Written exercise: Update the stretch of entries below from the very start through the line containing "(1317, 655)", both included, and reproduce it with "wooden" changed to "timber" and nothing else altered.
── Entries
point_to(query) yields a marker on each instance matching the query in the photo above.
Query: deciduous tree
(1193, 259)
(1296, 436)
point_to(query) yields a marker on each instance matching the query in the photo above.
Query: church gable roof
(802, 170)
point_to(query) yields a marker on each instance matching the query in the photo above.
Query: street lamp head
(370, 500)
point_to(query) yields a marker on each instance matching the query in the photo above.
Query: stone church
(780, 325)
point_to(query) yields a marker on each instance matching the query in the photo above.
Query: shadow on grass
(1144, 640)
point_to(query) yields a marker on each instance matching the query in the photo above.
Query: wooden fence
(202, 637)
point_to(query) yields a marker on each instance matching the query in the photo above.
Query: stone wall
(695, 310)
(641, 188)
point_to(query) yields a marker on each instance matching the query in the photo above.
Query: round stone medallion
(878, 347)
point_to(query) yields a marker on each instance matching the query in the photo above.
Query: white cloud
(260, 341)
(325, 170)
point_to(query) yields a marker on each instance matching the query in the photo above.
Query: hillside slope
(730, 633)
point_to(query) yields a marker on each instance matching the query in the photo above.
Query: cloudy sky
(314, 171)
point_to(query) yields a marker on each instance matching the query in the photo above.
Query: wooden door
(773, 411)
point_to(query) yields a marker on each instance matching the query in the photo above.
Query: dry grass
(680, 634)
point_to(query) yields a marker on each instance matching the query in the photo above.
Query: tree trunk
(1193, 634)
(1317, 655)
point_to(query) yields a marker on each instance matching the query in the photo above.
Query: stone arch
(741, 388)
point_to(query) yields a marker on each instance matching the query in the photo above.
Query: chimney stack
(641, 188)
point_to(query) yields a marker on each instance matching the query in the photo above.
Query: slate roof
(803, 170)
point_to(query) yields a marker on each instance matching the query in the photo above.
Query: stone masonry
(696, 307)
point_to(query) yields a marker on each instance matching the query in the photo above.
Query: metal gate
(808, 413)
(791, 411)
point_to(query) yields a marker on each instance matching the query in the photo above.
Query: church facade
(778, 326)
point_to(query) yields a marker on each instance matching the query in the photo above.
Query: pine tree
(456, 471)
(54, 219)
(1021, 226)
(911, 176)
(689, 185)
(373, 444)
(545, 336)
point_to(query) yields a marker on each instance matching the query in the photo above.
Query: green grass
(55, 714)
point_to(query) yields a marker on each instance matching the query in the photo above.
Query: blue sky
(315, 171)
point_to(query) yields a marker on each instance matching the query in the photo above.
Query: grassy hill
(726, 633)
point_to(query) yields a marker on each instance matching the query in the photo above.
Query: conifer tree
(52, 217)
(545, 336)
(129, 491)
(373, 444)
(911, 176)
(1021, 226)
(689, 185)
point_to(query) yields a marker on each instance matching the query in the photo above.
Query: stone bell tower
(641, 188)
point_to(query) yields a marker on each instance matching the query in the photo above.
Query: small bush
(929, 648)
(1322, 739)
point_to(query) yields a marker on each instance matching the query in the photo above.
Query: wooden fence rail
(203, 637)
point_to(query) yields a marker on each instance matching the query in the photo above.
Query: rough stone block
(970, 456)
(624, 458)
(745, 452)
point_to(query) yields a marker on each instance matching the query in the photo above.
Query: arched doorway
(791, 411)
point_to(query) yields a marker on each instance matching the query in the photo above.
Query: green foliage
────
Answer to this exercise:
point_to(query) yields a marker on each instance matching the query in the photo above.
Query: deciduous tree
(1193, 259)
(1296, 436)
point_to(query) yields a marker on each instance matching the query in the photo above.
Query: church gable roof
(802, 170)
point_to(query) yields a marker on each instance matching the query in the photo above.
Query: street lamp head
(370, 500)
point_to(query) yields a marker on each instance matching the query in the photo above.
Query: stone church
(780, 325)
point_to(query) yields a marker on each instance matching the query in the photo above.
Query: shadow on grass
(1144, 640)
point_to(query) yields a marker on each instance matching the query in the photo above.
Query: timber fence
(202, 637)
point_to(query) yields a marker on each instance matching the query in the photo above.
Query: stone wall
(695, 310)
(641, 188)
point_to(query) yields a marker on each instance matching the query in the photo above.
Query: round stone medallion
(878, 347)
point_to(query) yields a marker on each instance matching the query in the photo above.
Query: white cloud
(260, 341)
(325, 170)
point_to(query) yields a marker on each instance matching the query in the photo above.
Query: hillside slope
(730, 633)
point_to(query) yields a marker on each instance matching the query in the photo above.
Query: cloudy sky
(314, 171)
point_to(query) yields a marker on each instance matching the query in the photo above.
Query: timber door
(773, 411)
point_to(query) yields a marker on each instance matching the query in the photo above.
Query: dry grass
(680, 634)
point_to(query) yields a marker on each instance matching the query in the photo above.
Query: tree trunk
(1193, 634)
(1317, 655)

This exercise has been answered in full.